What is required —
Reproduce the listing below word for word, leaving out the pictures.

'''

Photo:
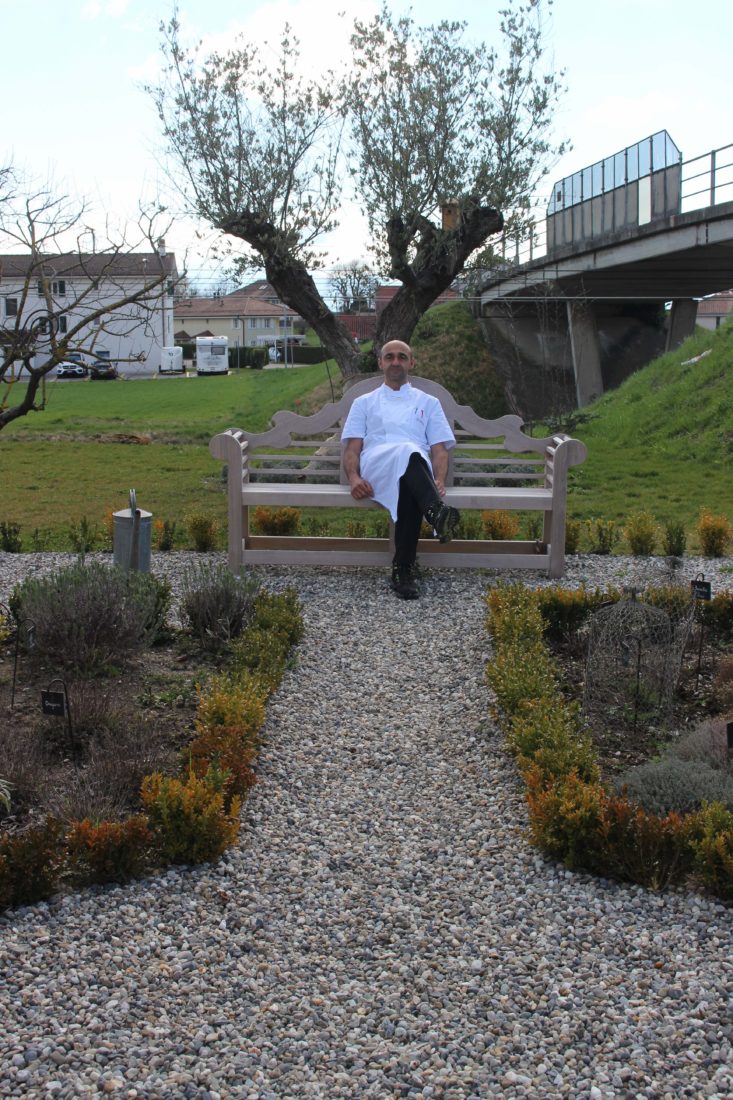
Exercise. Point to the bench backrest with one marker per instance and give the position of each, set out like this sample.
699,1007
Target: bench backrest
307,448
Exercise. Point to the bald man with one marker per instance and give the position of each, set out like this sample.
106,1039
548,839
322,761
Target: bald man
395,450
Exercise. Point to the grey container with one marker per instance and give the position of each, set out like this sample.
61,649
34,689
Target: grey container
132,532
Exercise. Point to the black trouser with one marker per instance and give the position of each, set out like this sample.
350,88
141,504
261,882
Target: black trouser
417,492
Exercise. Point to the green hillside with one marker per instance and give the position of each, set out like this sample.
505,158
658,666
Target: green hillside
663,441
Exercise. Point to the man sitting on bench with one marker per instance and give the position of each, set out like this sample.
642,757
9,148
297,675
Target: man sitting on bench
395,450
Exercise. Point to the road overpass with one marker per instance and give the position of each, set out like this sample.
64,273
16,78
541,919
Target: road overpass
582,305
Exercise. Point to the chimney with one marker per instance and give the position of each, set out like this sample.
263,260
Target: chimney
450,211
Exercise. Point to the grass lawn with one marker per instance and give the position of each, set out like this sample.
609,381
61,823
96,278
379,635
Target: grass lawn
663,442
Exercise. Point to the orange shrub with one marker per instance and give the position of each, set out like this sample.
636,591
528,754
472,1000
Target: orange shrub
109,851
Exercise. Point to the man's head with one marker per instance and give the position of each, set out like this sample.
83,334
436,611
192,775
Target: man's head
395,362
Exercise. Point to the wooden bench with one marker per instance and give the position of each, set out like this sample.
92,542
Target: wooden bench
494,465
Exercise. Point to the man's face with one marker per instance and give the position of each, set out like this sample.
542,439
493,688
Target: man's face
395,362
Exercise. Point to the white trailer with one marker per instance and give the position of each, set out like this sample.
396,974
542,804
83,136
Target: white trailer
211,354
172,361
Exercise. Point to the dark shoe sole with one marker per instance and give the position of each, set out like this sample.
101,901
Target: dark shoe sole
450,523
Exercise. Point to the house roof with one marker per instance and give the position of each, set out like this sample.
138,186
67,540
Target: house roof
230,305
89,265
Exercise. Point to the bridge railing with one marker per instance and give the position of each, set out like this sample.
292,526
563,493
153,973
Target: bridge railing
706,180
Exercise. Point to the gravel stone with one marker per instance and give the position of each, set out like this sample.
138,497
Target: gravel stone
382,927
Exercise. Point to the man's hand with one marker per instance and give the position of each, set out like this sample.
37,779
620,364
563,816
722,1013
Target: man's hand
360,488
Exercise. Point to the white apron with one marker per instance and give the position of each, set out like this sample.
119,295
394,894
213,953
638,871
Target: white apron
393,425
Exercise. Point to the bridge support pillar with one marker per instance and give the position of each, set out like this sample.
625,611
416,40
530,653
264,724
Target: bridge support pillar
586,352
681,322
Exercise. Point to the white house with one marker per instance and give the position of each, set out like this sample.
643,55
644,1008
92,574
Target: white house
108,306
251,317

'''

Result for this task —
Photo:
Exercise. Point to the bench backrest with one marker per instance and give the position of each, set out like this sample.
699,1007
Target: bench backrest
307,448
Exercise. Point to the bald man with one marker per instance and give the position of each, set out like this sample.
106,1039
548,839
322,761
Target: bald man
395,450
Exercise. Point to the grey container with one marker per instance and give the position of each, set out like this sample.
61,649
34,689
Target: grey container
132,532
Exercise. Point to the black trouser with one marker per instance and give the position of each, set out like this sample.
350,88
141,504
261,882
Target: black trouser
417,492
Exercise. Point to the green hillside with one marker per instance and give the position of each, set out like this sample.
505,158
658,666
Target: green hillside
663,441
Exercise. Point to the man sitting on bench with one marker per instance and give the position of each, set out like this sample.
642,757
9,148
297,675
Target: man sitting on bench
395,450
Exercise. Point to the road overpass with one marker per instance and give the position of each, set out like this sample.
64,273
16,78
541,919
Target: road overpass
582,305
Exercise. Point to the chimney with one marker per instance and give the position of each, set out like this sample.
263,260
Target: chimney
450,211
Exercise. Point to the grass lawn with one marker per instance and give the position of each, set out like this sample.
609,381
61,823
96,278
379,635
Target: grass lawn
663,442
Exercise. Point to the orange shrub with one marker per instance and give the position of each, set out like this sample.
636,591
528,754
472,1000
Target: orange shrub
109,851
Exercise. Point to the man's head with one marker per instance and give the position of each, set out like this sample.
83,334
436,611
192,775
Target: man's head
395,362
Exercise. Point to the wooden bench with one marker per instance and give the position of each, set out like this sample.
92,542
Target: wooden bench
494,465
Exercise. Point to the man's face with one marker per instance and give the position of each, set out like this sample.
542,439
493,688
Target: man's face
395,362
Exercise. Point to the white trailer with one marker per instance and give the position of each, set out like this sample.
396,974
542,804
83,136
Target: white trailer
211,354
172,361
Exercise. Point to the dark shoe sole with one marker per instance and give the position of each, set out like this sample.
101,901
Target: dark shoe sole
450,523
Exercise. Point to the house roof with one marker per instance and give the position of each, set out like this sample.
138,186
67,540
Target: house roof
230,305
89,265
Exercise. Point to the bridge railing with one marker per instance and give the position of each, set out like this sample.
292,526
563,493
153,973
Target: bridge railing
706,180
Exercise. Point to the gravel stone with one marker per instance and give the position of each, set out like this sample.
138,497
Target: gravel stone
382,927
Exercise. Point to the man's hand with one marker per instance and give the position of each, set out like this sample.
37,779
620,364
563,816
722,1013
Target: man's hand
360,488
Exercise. Point to the white apron with one marker per instance and give the position of each, set out like this sample.
119,295
394,894
213,953
638,871
Target: white apron
393,425
Exercise. Point to the bridge support pillar with one marker per instance and give the position of each, set out like this sample.
625,611
416,40
530,653
264,724
Target: bridge support pillar
586,352
681,322
Exercise. Point to the white house with one marker per instance and give the position of each, set out like this sample.
643,55
644,1008
92,574
Target: white house
108,306
251,317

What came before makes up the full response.